Copy out word for word the lines from the line with "Expected: for every instance of the tower" to the line with "(1197, 517)", including both of those lines. Leave the pictures out of your answer.

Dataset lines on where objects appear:
******

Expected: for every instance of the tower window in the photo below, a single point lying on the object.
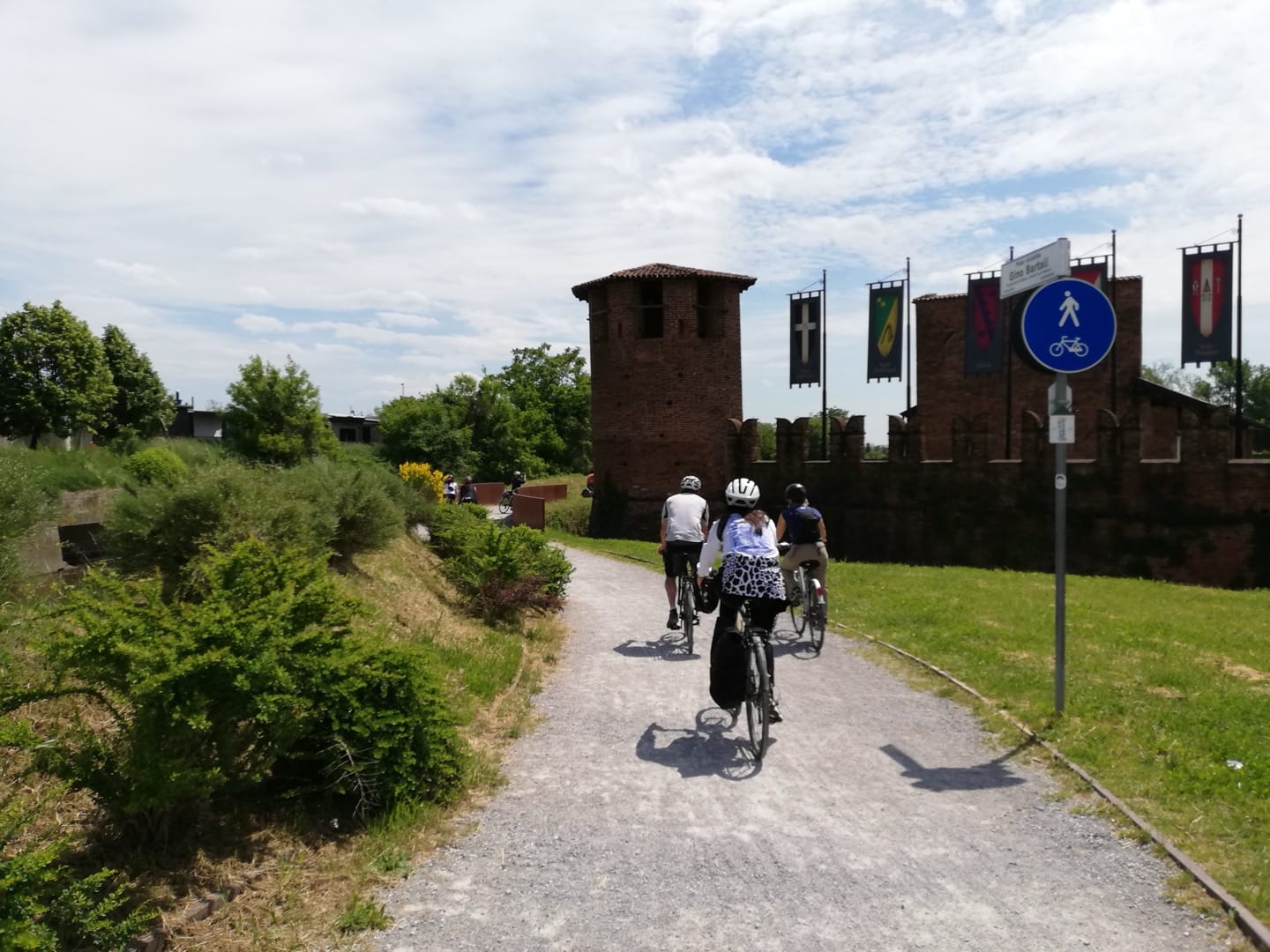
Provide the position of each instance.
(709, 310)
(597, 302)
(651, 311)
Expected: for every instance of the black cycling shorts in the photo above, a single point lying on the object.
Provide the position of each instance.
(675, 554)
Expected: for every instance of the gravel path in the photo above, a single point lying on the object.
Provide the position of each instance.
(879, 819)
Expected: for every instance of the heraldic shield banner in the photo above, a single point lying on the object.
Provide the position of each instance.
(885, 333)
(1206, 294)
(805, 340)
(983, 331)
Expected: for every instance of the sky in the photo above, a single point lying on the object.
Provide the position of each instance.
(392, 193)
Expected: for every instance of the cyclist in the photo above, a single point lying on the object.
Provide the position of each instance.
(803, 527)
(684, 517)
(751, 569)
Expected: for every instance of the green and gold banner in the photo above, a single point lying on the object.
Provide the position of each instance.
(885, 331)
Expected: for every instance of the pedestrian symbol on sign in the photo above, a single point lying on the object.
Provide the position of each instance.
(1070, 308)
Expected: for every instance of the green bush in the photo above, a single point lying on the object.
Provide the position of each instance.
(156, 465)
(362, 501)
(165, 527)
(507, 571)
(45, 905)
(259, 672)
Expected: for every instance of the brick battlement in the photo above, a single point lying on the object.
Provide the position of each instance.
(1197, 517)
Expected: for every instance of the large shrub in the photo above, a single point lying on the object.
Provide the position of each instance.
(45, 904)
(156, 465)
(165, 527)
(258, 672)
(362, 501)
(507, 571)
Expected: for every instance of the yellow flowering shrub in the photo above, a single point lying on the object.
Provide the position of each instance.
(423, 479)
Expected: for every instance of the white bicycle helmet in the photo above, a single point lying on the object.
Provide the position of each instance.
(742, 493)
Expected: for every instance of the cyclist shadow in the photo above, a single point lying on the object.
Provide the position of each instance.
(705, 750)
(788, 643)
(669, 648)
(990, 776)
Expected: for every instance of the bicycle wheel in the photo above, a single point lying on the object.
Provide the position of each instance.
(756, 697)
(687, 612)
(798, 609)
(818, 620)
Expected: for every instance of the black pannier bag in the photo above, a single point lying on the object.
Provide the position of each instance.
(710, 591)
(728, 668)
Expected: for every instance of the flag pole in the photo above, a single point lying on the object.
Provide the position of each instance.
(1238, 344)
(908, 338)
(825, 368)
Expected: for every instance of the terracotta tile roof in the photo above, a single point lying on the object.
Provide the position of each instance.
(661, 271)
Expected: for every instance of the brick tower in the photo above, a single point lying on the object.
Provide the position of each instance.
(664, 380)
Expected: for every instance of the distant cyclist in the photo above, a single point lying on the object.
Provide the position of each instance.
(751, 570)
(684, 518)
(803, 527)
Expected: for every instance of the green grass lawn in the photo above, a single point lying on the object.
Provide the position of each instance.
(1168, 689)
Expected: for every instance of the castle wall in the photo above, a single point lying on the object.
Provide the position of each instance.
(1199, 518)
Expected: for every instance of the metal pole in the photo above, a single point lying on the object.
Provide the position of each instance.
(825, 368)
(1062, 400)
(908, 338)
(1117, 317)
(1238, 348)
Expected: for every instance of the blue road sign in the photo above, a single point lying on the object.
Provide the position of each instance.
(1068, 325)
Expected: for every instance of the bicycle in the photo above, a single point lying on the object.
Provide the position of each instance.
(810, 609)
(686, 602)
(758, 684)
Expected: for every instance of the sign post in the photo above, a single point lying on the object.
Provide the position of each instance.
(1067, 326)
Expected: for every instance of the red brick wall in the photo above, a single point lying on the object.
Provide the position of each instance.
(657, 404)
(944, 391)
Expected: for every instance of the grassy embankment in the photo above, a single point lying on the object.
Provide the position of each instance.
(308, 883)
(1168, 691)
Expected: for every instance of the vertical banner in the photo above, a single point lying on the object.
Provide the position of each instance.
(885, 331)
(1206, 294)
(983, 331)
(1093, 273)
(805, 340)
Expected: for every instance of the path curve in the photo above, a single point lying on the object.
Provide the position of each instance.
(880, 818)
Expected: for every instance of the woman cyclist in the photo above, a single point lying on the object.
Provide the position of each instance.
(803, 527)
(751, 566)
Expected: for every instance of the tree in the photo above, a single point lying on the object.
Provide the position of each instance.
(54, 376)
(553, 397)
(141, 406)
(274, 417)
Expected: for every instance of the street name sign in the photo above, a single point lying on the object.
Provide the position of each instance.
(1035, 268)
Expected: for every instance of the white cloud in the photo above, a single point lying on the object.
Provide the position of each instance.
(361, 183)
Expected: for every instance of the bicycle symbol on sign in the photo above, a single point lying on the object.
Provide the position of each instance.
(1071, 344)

******

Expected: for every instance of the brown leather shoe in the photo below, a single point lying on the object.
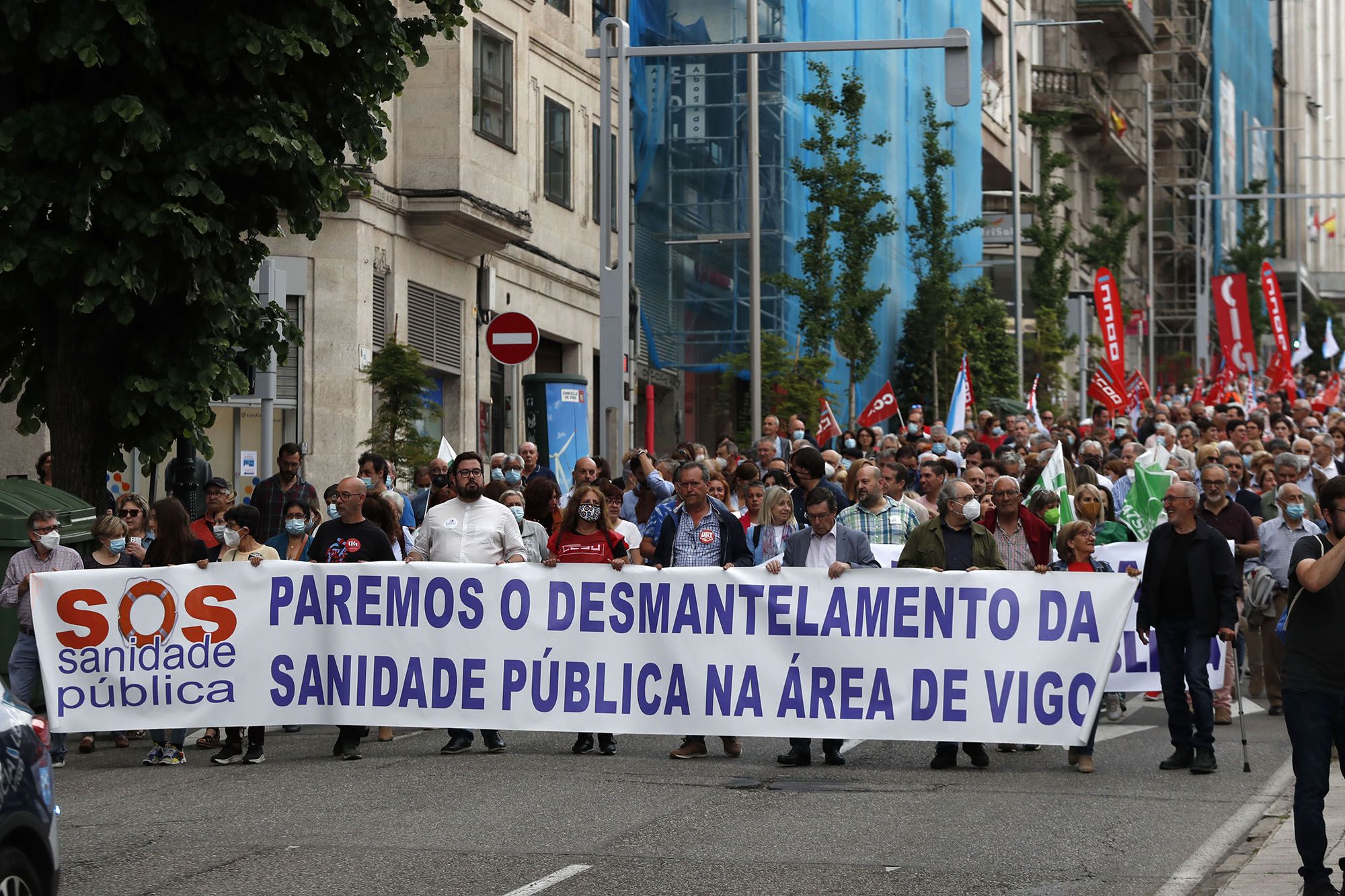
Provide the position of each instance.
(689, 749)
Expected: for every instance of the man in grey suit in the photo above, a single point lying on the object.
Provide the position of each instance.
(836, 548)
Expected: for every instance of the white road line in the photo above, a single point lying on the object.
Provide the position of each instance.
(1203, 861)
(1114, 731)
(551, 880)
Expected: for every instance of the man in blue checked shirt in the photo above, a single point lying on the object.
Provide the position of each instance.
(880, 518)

******

● **Problem solution**:
Expected: for every instance of the tower window in the photo below, a single point lying on the object.
Provide the position of each instance.
(709, 310)
(597, 302)
(651, 311)
Expected: for every instance of the black cycling shorts in the photo above, a single point lying on the object.
Provide the position of each instance.
(675, 554)
Expected: for every instance of the gravel path in the photo above, a single point lying on the object.
Provide the position of each instance.
(879, 819)
Expected: for every instance of the heraldic shield banner in the photo above, a single point lying on the object.
Provide the position of each instance.
(885, 333)
(1206, 294)
(805, 340)
(983, 331)
Expected: for every instance of the sky in the photo above, a single point lying on the object.
Provide the position of each instance.
(392, 193)
Expected: for every instance of the cyclist in the photo above, a single point lying on the object.
Provide the position of each instance.
(803, 527)
(684, 517)
(751, 569)
Expected: for every instance of the green and gold banner in the photo above, a single point lying on the object.
Provide the position of each instance.
(885, 331)
Expected: for every instance of the pedestrian symbol on sign in the photo above, a single point lying on the object.
Provide the position of each instance.
(1070, 308)
Expected: for every instance of the green bush in the photo above, a single point lying on the object.
Provide the position of each instance.
(156, 465)
(362, 501)
(165, 527)
(507, 571)
(45, 905)
(259, 672)
Expected: for every instance of the brick battlement in the photo above, a single point lying on the object.
Provide the position of each instance.
(1197, 517)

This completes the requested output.